- _WHAT IS REQUIRED_:
Count the lines in the entries below that contain the string "rocky", treating uppercase and lowercase letters as distinct. Give only the number.

◇ ◇ ◇ ◇ ◇ ◇ ◇

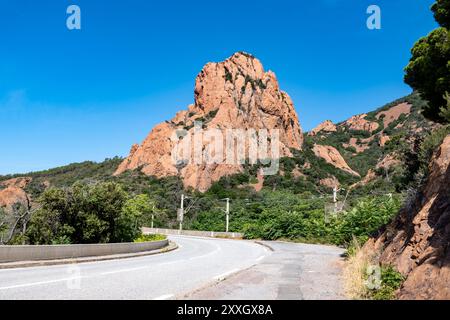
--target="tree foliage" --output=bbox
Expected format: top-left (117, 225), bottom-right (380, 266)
top-left (405, 0), bottom-right (450, 122)
top-left (27, 182), bottom-right (148, 244)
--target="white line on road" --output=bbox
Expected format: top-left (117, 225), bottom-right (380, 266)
top-left (214, 269), bottom-right (239, 281)
top-left (100, 266), bottom-right (148, 276)
top-left (153, 294), bottom-right (174, 300)
top-left (0, 277), bottom-right (82, 290)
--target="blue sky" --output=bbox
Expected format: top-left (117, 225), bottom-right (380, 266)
top-left (0, 0), bottom-right (436, 174)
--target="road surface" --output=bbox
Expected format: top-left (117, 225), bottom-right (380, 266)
top-left (0, 236), bottom-right (341, 300)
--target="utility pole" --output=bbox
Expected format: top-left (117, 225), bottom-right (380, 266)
top-left (178, 194), bottom-right (184, 231)
top-left (225, 198), bottom-right (230, 232)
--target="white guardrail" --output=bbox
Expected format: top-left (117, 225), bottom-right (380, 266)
top-left (142, 228), bottom-right (244, 239)
top-left (0, 240), bottom-right (169, 263)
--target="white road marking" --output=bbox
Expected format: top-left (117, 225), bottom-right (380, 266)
top-left (214, 269), bottom-right (239, 281)
top-left (100, 266), bottom-right (149, 276)
top-left (0, 277), bottom-right (82, 290)
top-left (153, 294), bottom-right (174, 300)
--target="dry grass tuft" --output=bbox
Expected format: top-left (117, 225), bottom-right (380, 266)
top-left (343, 238), bottom-right (375, 300)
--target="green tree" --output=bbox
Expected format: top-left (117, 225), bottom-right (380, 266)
top-left (431, 0), bottom-right (450, 29)
top-left (117, 194), bottom-right (155, 241)
top-left (405, 0), bottom-right (450, 122)
top-left (27, 182), bottom-right (132, 244)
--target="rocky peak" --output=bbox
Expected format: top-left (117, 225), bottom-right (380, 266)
top-left (308, 120), bottom-right (337, 136)
top-left (115, 52), bottom-right (303, 191)
top-left (0, 177), bottom-right (32, 211)
top-left (364, 135), bottom-right (450, 300)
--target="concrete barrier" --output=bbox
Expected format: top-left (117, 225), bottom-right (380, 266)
top-left (0, 240), bottom-right (169, 263)
top-left (142, 228), bottom-right (244, 239)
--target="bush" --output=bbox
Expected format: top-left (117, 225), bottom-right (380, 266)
top-left (369, 266), bottom-right (405, 300)
top-left (333, 197), bottom-right (400, 244)
top-left (26, 182), bottom-right (145, 244)
top-left (134, 234), bottom-right (167, 243)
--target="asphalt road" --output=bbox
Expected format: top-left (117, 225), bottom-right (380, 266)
top-left (0, 236), bottom-right (340, 300)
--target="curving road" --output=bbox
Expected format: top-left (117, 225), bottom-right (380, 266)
top-left (0, 236), bottom-right (341, 300)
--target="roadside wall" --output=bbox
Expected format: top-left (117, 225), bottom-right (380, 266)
top-left (0, 240), bottom-right (169, 263)
top-left (142, 228), bottom-right (244, 239)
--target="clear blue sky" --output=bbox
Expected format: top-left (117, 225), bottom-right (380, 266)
top-left (0, 0), bottom-right (436, 174)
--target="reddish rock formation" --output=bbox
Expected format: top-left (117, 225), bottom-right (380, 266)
top-left (376, 102), bottom-right (412, 128)
top-left (319, 176), bottom-right (341, 189)
top-left (308, 120), bottom-right (337, 136)
top-left (115, 53), bottom-right (303, 191)
top-left (364, 135), bottom-right (450, 299)
top-left (380, 135), bottom-right (391, 147)
top-left (0, 177), bottom-right (32, 210)
top-left (342, 138), bottom-right (370, 153)
top-left (375, 154), bottom-right (401, 169)
top-left (313, 144), bottom-right (360, 177)
top-left (344, 114), bottom-right (380, 132)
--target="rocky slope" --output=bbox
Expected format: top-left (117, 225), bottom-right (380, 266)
top-left (303, 93), bottom-right (434, 192)
top-left (0, 177), bottom-right (32, 210)
top-left (115, 53), bottom-right (303, 191)
top-left (364, 135), bottom-right (450, 299)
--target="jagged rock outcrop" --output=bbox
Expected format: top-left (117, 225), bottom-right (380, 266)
top-left (344, 114), bottom-right (380, 132)
top-left (313, 144), bottom-right (360, 177)
top-left (376, 102), bottom-right (412, 128)
top-left (319, 176), bottom-right (341, 189)
top-left (364, 135), bottom-right (450, 299)
top-left (0, 177), bottom-right (32, 210)
top-left (115, 52), bottom-right (303, 191)
top-left (308, 120), bottom-right (337, 136)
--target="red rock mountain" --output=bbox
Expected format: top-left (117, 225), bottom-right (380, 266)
top-left (115, 52), bottom-right (303, 191)
top-left (364, 135), bottom-right (450, 300)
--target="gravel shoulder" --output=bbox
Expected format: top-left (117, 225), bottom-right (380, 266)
top-left (185, 242), bottom-right (345, 300)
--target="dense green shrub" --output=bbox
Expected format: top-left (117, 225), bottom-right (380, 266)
top-left (26, 182), bottom-right (147, 244)
top-left (134, 234), bottom-right (167, 243)
top-left (368, 265), bottom-right (405, 300)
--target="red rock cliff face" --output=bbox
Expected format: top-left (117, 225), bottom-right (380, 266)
top-left (0, 177), bottom-right (32, 211)
top-left (365, 135), bottom-right (450, 299)
top-left (115, 53), bottom-right (303, 191)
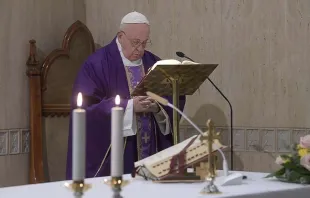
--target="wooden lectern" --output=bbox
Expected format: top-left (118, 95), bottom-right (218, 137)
top-left (131, 61), bottom-right (218, 144)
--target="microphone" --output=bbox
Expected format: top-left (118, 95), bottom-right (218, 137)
top-left (146, 91), bottom-right (229, 177)
top-left (176, 52), bottom-right (234, 170)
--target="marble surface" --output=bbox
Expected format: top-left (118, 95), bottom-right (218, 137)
top-left (0, 172), bottom-right (310, 198)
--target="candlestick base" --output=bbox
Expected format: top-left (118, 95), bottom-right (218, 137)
top-left (103, 177), bottom-right (129, 198)
top-left (201, 177), bottom-right (221, 194)
top-left (64, 180), bottom-right (91, 198)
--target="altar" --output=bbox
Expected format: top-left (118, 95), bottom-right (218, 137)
top-left (0, 172), bottom-right (310, 198)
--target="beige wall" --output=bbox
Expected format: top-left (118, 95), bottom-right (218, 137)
top-left (0, 0), bottom-right (310, 185)
top-left (0, 0), bottom-right (85, 186)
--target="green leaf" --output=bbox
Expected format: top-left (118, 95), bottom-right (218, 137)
top-left (286, 170), bottom-right (302, 183)
top-left (265, 167), bottom-right (285, 178)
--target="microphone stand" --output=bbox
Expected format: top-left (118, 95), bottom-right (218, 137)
top-left (176, 52), bottom-right (234, 170)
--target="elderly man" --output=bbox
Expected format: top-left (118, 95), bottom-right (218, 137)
top-left (67, 12), bottom-right (185, 179)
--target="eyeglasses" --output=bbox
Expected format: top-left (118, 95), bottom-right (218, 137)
top-left (121, 31), bottom-right (152, 48)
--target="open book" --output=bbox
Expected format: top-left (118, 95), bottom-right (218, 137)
top-left (149, 59), bottom-right (199, 71)
top-left (131, 59), bottom-right (208, 96)
top-left (134, 135), bottom-right (226, 180)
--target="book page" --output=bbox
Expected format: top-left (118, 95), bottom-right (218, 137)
top-left (151, 59), bottom-right (181, 70)
top-left (182, 60), bottom-right (200, 65)
top-left (135, 135), bottom-right (200, 167)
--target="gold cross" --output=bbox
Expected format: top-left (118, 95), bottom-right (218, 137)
top-left (195, 162), bottom-right (208, 180)
top-left (142, 133), bottom-right (151, 144)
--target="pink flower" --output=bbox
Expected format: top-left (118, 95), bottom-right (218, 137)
top-left (300, 154), bottom-right (310, 171)
top-left (299, 135), bottom-right (310, 148)
top-left (276, 156), bottom-right (285, 165)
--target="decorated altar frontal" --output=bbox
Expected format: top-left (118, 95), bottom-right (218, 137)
top-left (0, 171), bottom-right (310, 198)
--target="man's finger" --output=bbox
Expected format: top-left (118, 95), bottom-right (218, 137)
top-left (138, 96), bottom-right (148, 101)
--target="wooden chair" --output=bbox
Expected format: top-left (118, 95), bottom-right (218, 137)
top-left (27, 21), bottom-right (95, 184)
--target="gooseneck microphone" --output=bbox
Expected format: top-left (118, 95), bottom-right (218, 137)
top-left (176, 52), bottom-right (234, 170)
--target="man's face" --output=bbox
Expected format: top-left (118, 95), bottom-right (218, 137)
top-left (118, 24), bottom-right (150, 61)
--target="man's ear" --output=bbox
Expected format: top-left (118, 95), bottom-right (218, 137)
top-left (116, 32), bottom-right (123, 39)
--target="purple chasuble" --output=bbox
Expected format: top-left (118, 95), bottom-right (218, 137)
top-left (66, 38), bottom-right (185, 180)
top-left (125, 65), bottom-right (154, 159)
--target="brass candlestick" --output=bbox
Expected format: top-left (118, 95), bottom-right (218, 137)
top-left (104, 176), bottom-right (129, 198)
top-left (65, 180), bottom-right (91, 198)
top-left (200, 119), bottom-right (220, 194)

◇ ◇ ◇ ◇ ◇ ◇ ◇

- _SOLUTION TO THE PROBLEM_:
2